## Directions
Within the listing below, please copy exactly the lines between the line holding "snow bank, the" and the line holding "Phrase: snow-covered ground", inclusive.

## Source data
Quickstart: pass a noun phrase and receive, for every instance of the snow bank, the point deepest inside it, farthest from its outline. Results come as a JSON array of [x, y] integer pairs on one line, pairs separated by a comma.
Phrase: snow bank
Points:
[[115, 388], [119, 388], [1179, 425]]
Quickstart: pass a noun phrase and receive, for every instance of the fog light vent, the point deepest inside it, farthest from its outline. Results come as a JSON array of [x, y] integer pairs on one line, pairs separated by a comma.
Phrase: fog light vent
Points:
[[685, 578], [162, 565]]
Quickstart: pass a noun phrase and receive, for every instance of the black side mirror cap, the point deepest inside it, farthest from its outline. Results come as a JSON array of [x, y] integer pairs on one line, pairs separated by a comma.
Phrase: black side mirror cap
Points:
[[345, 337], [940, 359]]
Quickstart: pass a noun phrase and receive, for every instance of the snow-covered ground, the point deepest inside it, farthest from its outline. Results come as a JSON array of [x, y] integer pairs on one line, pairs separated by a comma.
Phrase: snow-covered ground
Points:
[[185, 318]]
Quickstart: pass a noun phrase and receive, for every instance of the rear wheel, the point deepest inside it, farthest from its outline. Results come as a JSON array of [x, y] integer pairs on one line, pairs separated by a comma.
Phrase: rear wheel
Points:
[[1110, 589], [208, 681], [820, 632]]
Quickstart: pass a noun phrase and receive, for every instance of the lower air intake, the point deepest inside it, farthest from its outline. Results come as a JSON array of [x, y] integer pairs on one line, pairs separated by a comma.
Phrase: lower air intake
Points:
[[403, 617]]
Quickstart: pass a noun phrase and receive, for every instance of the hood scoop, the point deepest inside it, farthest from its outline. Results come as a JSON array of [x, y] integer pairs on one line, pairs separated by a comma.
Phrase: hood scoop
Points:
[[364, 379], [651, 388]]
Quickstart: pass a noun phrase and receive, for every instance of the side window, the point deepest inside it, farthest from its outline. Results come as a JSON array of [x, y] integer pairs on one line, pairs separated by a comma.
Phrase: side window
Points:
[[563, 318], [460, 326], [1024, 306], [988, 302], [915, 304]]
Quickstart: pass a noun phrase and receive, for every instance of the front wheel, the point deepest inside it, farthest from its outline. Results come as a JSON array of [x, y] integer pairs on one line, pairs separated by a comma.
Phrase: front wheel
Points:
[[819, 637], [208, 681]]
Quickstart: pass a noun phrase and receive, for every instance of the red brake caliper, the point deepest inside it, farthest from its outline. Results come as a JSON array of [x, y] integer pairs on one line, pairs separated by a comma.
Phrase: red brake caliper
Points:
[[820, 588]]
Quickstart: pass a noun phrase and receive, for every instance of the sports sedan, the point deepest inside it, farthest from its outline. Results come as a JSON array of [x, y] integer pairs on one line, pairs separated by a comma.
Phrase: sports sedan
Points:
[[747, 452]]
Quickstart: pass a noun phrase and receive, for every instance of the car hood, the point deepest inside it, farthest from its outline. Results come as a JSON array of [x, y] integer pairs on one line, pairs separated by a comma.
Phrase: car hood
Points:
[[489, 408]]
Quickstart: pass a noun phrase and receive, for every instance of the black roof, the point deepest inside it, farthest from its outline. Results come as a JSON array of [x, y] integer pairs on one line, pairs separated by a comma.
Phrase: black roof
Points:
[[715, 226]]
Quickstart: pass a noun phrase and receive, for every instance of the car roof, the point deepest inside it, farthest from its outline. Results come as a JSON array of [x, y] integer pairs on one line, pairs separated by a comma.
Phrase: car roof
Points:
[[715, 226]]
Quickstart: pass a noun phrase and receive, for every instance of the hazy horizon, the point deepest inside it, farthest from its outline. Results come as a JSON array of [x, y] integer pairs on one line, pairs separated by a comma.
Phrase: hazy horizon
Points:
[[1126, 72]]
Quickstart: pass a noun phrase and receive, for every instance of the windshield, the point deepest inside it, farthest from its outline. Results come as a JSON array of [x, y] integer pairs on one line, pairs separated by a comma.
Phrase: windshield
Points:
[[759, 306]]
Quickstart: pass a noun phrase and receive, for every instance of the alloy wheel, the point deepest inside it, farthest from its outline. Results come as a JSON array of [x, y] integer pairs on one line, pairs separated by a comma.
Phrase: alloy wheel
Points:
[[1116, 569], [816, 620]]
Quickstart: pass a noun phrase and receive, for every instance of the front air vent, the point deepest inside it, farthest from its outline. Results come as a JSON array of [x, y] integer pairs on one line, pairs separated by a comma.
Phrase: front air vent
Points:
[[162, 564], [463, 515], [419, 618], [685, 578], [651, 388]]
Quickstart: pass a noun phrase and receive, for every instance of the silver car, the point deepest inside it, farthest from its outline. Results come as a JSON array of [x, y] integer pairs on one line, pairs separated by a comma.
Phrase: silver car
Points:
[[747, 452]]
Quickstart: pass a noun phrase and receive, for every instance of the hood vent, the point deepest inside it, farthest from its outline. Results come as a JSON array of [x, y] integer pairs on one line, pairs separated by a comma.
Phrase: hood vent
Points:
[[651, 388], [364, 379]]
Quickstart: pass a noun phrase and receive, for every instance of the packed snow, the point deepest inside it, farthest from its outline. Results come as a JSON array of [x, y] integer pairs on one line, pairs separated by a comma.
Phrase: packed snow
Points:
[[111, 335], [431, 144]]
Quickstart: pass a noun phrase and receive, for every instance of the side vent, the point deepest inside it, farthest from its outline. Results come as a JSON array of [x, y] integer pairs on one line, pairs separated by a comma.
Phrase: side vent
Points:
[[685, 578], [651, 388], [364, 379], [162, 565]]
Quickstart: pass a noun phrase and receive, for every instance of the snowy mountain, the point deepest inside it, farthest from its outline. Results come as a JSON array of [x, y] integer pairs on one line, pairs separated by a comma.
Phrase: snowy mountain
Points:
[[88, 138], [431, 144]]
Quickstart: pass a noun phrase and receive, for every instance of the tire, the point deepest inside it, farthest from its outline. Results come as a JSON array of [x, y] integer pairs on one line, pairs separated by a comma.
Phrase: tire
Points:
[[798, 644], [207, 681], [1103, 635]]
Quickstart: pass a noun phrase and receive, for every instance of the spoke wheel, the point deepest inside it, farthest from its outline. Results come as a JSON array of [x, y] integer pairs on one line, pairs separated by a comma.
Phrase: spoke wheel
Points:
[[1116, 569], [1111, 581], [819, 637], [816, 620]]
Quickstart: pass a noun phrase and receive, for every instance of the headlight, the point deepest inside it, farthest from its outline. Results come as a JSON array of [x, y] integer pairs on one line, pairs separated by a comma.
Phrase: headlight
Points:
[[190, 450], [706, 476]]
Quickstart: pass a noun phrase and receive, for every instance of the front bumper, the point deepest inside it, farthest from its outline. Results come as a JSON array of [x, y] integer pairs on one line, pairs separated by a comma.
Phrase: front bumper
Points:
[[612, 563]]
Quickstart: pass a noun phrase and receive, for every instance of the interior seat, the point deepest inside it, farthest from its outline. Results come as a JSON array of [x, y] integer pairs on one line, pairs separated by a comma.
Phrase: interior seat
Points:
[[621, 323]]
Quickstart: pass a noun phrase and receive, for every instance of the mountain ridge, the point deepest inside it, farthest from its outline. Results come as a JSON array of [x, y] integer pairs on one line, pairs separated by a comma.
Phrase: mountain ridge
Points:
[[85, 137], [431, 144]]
...
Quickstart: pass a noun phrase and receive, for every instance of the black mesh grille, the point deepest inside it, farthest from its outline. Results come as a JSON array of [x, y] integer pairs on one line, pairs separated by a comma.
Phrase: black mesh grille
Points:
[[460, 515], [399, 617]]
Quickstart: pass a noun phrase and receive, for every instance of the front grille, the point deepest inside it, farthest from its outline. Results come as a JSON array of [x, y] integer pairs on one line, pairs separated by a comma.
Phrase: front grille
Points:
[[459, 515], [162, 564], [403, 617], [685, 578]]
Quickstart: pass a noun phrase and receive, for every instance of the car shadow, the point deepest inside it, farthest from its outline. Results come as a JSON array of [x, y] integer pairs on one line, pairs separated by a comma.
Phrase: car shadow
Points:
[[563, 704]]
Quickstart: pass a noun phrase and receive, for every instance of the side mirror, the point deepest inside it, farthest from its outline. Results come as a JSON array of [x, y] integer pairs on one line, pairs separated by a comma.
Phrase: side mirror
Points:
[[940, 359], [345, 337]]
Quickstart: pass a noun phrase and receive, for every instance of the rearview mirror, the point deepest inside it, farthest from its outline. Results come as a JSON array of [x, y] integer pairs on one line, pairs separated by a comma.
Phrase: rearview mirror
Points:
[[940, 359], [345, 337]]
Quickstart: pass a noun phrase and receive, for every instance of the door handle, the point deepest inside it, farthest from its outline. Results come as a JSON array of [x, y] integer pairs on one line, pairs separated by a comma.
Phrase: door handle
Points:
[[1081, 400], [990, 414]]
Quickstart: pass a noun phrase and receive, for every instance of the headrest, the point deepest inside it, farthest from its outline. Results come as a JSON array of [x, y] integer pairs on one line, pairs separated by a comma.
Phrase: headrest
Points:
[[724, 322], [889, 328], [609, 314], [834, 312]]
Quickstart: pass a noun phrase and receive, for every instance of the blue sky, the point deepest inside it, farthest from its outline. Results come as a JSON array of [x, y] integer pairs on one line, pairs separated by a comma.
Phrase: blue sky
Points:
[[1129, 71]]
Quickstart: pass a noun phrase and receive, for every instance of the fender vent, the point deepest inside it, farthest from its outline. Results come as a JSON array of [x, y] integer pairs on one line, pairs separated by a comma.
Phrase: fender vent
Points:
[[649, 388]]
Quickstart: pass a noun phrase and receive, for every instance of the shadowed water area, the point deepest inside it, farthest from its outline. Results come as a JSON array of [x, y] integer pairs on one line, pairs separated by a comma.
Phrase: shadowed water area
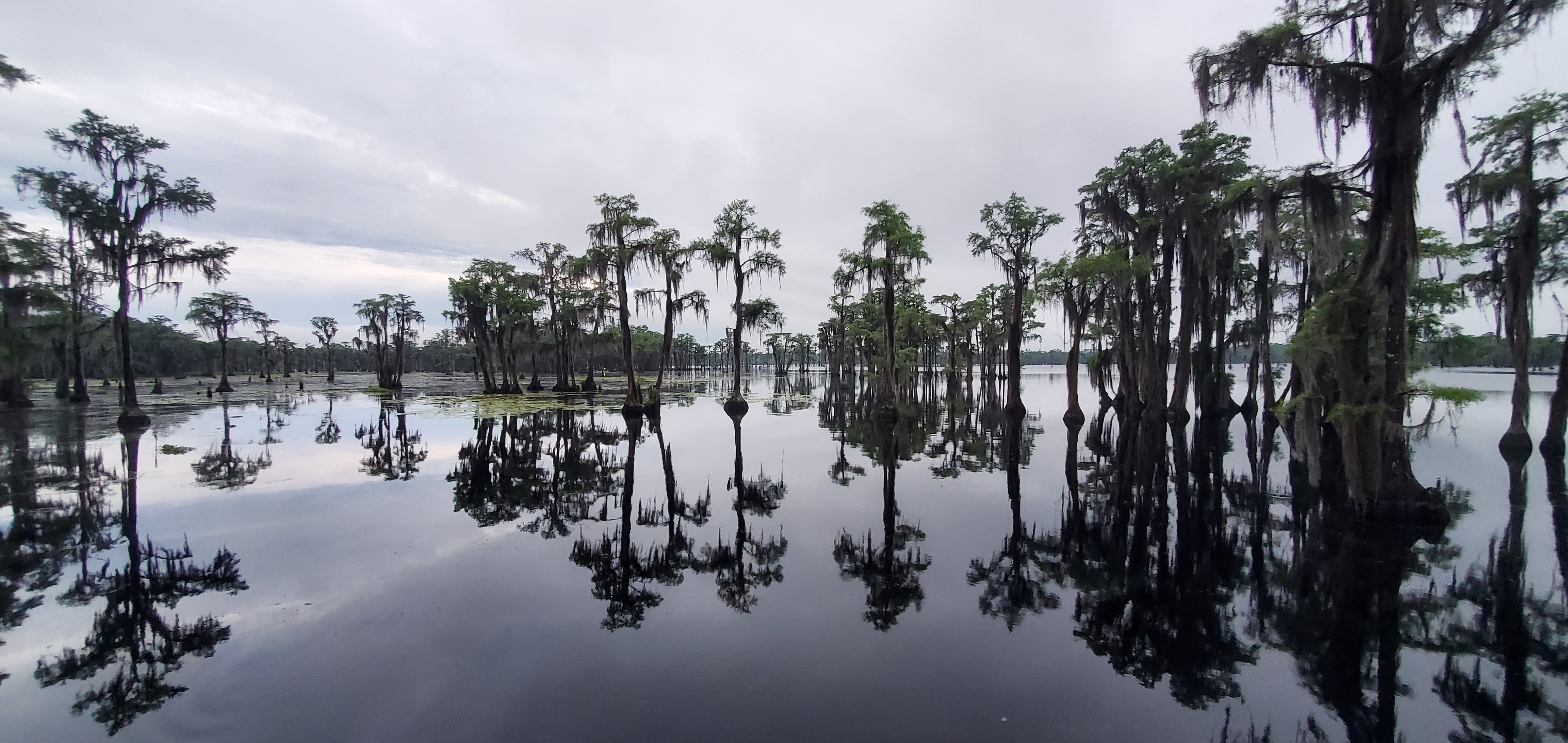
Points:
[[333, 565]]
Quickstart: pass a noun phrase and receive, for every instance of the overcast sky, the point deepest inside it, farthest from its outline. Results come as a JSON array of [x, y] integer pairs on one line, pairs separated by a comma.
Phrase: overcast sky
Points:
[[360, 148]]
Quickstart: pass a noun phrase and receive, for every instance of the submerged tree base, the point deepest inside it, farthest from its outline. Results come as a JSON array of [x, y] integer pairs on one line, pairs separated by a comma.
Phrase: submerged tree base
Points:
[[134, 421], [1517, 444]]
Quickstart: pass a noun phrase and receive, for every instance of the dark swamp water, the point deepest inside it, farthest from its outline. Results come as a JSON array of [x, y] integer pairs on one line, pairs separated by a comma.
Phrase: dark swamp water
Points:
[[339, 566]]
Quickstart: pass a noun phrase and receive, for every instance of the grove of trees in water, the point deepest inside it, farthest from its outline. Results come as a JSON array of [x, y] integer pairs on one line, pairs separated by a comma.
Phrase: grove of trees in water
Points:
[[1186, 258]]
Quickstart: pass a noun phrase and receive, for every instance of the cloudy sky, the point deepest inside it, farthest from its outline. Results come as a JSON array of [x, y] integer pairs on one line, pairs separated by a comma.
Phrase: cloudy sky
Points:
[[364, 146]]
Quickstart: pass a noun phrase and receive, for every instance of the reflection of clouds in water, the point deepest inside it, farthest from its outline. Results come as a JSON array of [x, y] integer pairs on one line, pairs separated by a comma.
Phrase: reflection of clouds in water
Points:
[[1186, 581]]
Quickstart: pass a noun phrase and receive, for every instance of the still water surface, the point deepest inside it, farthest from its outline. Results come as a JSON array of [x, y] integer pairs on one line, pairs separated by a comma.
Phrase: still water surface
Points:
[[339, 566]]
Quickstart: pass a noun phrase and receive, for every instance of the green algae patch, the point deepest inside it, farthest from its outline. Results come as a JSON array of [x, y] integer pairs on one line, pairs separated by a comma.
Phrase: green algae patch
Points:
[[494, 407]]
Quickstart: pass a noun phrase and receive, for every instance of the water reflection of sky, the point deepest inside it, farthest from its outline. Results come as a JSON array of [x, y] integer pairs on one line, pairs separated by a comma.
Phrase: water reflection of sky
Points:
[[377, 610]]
---
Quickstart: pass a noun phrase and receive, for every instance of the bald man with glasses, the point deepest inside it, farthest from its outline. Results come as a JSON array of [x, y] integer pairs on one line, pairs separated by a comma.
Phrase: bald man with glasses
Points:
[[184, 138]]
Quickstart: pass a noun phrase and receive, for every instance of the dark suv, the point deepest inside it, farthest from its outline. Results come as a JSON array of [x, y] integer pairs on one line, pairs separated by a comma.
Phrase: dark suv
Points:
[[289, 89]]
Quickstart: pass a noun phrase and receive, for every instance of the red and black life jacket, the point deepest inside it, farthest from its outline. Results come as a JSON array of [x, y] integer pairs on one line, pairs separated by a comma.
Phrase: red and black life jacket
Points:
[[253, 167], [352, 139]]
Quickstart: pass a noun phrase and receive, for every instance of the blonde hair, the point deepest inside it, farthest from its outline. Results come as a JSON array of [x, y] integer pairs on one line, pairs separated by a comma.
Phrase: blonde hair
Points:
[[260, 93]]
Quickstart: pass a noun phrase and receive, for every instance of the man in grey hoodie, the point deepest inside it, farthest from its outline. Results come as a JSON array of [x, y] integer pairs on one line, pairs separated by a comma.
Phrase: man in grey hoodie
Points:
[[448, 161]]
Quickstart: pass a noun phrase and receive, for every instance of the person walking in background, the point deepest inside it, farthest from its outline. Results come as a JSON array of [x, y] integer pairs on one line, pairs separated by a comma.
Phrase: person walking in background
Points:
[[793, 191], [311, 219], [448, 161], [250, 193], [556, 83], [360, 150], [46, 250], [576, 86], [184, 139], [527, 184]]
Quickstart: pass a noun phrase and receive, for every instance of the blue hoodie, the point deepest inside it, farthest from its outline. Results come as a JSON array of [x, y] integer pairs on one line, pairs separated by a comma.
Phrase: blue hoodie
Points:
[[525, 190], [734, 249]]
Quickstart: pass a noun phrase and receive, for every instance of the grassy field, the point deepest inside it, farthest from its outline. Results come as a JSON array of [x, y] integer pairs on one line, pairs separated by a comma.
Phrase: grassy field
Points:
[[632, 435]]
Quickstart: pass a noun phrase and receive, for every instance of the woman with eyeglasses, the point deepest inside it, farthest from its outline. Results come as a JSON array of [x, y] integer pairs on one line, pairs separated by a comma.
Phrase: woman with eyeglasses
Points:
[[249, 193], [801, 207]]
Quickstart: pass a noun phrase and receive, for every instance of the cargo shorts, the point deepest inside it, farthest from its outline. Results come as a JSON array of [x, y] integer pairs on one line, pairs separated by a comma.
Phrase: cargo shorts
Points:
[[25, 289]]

## Result of the exercise
Quickstart: pass a noun phrase and receive, for every instance of the snow bank, the point deepest inside it, farthest from its outline. Results come as a JSON array of [x, y] integer pairs on one line, pairs separated by a comma.
Phrase: snow bank
Points:
[[115, 388], [119, 388], [1179, 425]]
Quickstart: pass a noun phrase and receive, for every instance of the fog light vent, the point deepest inside it, farthest from its outline. Results come as a JSON array of [x, y] integer pairs on one line, pairs separated by a comma.
Phrase: fog light vent
Points:
[[685, 578], [162, 565]]
Quickstart: pass a noun phrase and receive, for every instance of the black side mirror cap, the point deepest inside it, farthest from its outline. Results come as a JSON array of [x, y] integer pairs on one line, pairs separated by a comma.
Phrase: black side mirror cap
Points:
[[345, 337], [940, 359]]
Quickstart: pass a noun phrase and receive, for every instance of the snow-covered ground, the point deepest inside it, farthest from its outline. Results come as a JSON array of [x, y] integer pairs on one line, pairs separated by a comma.
Phrase: snow-covered ground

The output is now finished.